# [INPUT]
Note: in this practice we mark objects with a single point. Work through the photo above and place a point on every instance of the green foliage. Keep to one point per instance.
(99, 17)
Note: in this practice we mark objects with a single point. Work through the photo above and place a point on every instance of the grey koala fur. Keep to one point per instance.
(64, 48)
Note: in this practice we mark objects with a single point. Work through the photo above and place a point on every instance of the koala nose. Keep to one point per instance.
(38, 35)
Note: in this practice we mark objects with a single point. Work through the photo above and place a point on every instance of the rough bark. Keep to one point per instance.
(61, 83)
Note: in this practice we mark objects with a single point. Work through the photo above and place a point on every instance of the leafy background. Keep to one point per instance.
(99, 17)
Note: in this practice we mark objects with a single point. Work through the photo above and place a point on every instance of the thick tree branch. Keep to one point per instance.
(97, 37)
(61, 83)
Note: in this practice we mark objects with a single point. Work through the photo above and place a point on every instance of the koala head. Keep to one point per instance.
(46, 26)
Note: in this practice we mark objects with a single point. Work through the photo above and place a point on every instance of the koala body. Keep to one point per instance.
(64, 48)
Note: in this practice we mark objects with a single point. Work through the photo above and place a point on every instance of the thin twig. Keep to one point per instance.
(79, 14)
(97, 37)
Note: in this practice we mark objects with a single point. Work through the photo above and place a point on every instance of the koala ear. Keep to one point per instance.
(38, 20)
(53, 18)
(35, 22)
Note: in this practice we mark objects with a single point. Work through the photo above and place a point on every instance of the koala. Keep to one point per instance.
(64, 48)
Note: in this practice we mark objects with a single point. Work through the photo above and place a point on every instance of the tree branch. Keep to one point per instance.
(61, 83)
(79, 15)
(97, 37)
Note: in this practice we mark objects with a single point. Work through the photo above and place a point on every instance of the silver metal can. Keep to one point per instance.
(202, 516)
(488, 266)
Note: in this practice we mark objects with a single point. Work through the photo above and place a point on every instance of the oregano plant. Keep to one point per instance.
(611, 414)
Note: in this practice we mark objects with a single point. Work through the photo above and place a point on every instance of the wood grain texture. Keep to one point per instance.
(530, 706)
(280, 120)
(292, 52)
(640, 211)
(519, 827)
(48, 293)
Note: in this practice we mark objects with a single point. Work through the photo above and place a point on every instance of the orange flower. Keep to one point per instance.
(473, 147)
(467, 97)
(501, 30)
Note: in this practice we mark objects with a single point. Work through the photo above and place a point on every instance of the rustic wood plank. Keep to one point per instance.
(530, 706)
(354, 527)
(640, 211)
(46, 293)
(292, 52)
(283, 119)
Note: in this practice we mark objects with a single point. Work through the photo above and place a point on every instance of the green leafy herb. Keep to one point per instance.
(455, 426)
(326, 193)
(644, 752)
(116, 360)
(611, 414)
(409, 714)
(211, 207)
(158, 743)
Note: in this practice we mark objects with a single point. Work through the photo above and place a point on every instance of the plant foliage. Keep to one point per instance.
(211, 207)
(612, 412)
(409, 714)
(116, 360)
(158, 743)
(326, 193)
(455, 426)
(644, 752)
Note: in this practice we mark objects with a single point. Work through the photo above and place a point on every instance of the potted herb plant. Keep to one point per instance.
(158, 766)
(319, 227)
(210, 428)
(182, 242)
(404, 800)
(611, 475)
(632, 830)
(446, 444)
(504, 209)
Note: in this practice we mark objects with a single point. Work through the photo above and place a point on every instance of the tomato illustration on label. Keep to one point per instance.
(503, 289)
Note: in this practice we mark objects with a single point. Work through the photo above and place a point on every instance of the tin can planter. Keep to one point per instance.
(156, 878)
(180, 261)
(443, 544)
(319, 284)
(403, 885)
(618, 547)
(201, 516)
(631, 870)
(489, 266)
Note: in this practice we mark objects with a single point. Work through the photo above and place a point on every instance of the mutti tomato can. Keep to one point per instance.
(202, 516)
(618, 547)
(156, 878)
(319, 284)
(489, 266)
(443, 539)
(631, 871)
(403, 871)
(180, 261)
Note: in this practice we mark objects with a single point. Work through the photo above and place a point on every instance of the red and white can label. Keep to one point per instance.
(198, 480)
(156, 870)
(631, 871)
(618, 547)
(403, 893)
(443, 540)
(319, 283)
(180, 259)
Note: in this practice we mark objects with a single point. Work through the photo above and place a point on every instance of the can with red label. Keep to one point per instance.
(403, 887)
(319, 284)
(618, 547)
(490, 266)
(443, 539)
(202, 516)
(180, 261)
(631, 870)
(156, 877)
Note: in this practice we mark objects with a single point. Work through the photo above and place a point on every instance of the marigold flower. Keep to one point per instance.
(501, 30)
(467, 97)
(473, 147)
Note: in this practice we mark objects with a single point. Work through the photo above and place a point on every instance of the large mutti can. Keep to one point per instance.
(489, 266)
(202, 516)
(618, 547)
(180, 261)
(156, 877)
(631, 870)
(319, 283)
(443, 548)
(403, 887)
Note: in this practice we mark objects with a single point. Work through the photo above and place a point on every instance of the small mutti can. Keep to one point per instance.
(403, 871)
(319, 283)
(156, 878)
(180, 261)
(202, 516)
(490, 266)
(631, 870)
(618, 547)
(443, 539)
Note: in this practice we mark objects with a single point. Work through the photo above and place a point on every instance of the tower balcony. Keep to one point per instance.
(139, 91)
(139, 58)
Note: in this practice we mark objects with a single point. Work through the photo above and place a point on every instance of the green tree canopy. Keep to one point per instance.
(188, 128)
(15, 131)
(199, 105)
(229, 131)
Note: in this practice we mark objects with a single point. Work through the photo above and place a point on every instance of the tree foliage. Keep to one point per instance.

# [GOAL]
Retype all of the data above exactly, from the first line to the last, without changing anything.

# [SOLUTION TO THIS TASK]
Note: in this practice we mark objects with a single point. Work through the photo above and place a point on every instance of the green foliage. Keep to one point per instance.
(99, 17)
Note: in this practice we mark objects with a single point. Work through the photo above and place a point on every instance of the grey koala fur. Keep to one point per instance.
(64, 48)
Note: in this practice we mark objects with a single point. Work through the photo above and place a point on every instance of the koala nose. Keep to one point per instance.
(38, 35)
Note: in this practice we mark objects with a single point. Work through the photo above and place a point on every instance of the rough bark. Keep to one point per instance.
(61, 83)
Note: in this practice we mark objects with a single point. Work through the photo above and place a point on every instance of the leafy background. Keep to one point per instance.
(99, 17)
Note: in this practice we mark objects with a single point. Work through the photo above and place a point on every instance of the thick tree branch. Keep to one point per instance.
(97, 37)
(61, 83)
Note: in this practice we mark objects with a single point. Work through the photo above and place a point on every instance of the koala head. Keep to one point per instance.
(46, 26)
Note: in this practice we mark objects with a single point. Work through the photo above and place a point on every instance of the koala body. Keep to one point per instance.
(64, 48)
Note: in this practice we mark objects with a single point. Work through the photo above and place a point on every instance of the thin twig. Keep to one point per instance.
(79, 14)
(97, 37)
Note: in this practice we mark objects with a single point. Work through the photo above and place a point on every instance of the koala ear. Keep to one point per instance.
(38, 20)
(53, 18)
(35, 22)
Note: in this practice we mark objects with a single point. Work through the photo above and place a point on every instance of the koala. Keep to one point per instance.
(64, 48)
Note: in this practice we mark objects with a single point. Work through the photo above and place a point on every instance of the tree branch. Keep to one point per instance.
(61, 83)
(79, 15)
(97, 37)
Note: in this practice we mark objects with a single point. Work through the photo above and place a point on every instance of the silver metal can. Keep to one point per instance.
(202, 516)
(488, 266)
Note: in this practice we mark objects with a single point. Work through the photo above and place a point on every instance of the oregano plant. Keep to one point per instance.
(611, 414)
Note: in this practice we mark objects with a single point. Work through the photo above and place a point on every instance of the wood grain texture. Keep to one point per instance.
(530, 706)
(280, 120)
(292, 52)
(640, 211)
(519, 827)
(48, 293)
Note: in this practice we mark objects with a single point. Work through the photo above and place a point on every instance of the orange flower. Keep to one point per instance.
(473, 147)
(467, 97)
(501, 30)
Note: in this practice we mark objects with a single point. Work through the photo above and place a point on every instance of the rustic wood plank. Keep to one point per instance.
(530, 706)
(354, 527)
(640, 211)
(46, 293)
(292, 52)
(283, 119)
Note: in this practice we mark objects with a single point. Work through the photo above and place a point on every instance of the green leafy herb. Keep to one point per instance.
(455, 426)
(326, 193)
(644, 752)
(116, 360)
(611, 414)
(409, 714)
(211, 207)
(158, 743)
Note: in this practice we mark objects with a single point. Work through the photo above and place a point on every instance of the plant foliage. Keep to one point per instance.
(211, 207)
(612, 412)
(409, 714)
(116, 360)
(158, 743)
(326, 193)
(455, 426)
(644, 752)
Note: in this practice we mark objects with a single point. Work through the photo above and place a point on every instance of the potted herb plant. Keep to one point per instance.
(158, 766)
(319, 227)
(210, 428)
(182, 242)
(404, 800)
(611, 475)
(632, 830)
(446, 444)
(504, 209)
Note: in this practice we mark objects with a single point. Work through the photo above and place a point on every instance of the tomato illustration on label. Keep to one point per instance.
(503, 289)
Note: in this practice we mark objects with a single point. Work through the photo above and place a point on every instance of the tin can planter. Keep to one point per instance.
(156, 878)
(180, 261)
(443, 544)
(319, 284)
(403, 885)
(618, 547)
(201, 516)
(631, 870)
(489, 266)
Note: in this practice we mark objects with a single point. Work through the photo above and place a point on every instance of the mutti tomato can. Keep to one point per instance.
(202, 516)
(618, 547)
(156, 878)
(319, 284)
(489, 266)
(443, 539)
(631, 871)
(403, 871)
(180, 261)
Note: in this practice we mark objects with a single point. Work through the photo above and place a point on every instance of the red and white can label. Keep to one point per instance.
(198, 480)
(156, 870)
(631, 871)
(618, 547)
(403, 893)
(443, 540)
(319, 283)
(180, 259)
Note: in this practice we mark objects with a single point. Work through the photo above and place a point on every instance of the can with red label. Keep to one point per instance.
(403, 887)
(319, 284)
(618, 547)
(490, 266)
(443, 539)
(202, 516)
(180, 261)
(631, 870)
(156, 877)
Note: in this practice we mark objects with a single point. Work through the photo above and place a point on every instance of the marigold flower. Keep to one point per instance.
(501, 30)
(467, 97)
(473, 147)
Note: in this practice we mark objects with a single point. Work through the photo above and place a point on every instance of the large mutti can. Keep to one point per instance.
(489, 266)
(202, 516)
(618, 547)
(180, 261)
(156, 877)
(631, 870)
(319, 283)
(443, 548)
(403, 887)
Note: in this practice we mark objects with a single point. Work through the photo above and place a point on every instance of the small mutti can. Keep to one point per instance.
(403, 871)
(319, 283)
(156, 878)
(180, 261)
(202, 516)
(490, 266)
(631, 870)
(618, 547)
(443, 539)
Note: in this practice we mark objects with a single point. Work through the photo above and place a point on every instance of the tower balcony. Keep to one point per instance.
(139, 91)
(139, 58)
Note: in this practice we mark objects with a single point. Work through the photo above and place a point on every instance of the green tree canopy. Keep to one point per instance.
(188, 128)
(15, 131)
(199, 105)
(229, 131)
Note: in this practice we mark objects with a single point. Work through the photo above and place a point on every instance of the tree foliage. Keep to one point per instance.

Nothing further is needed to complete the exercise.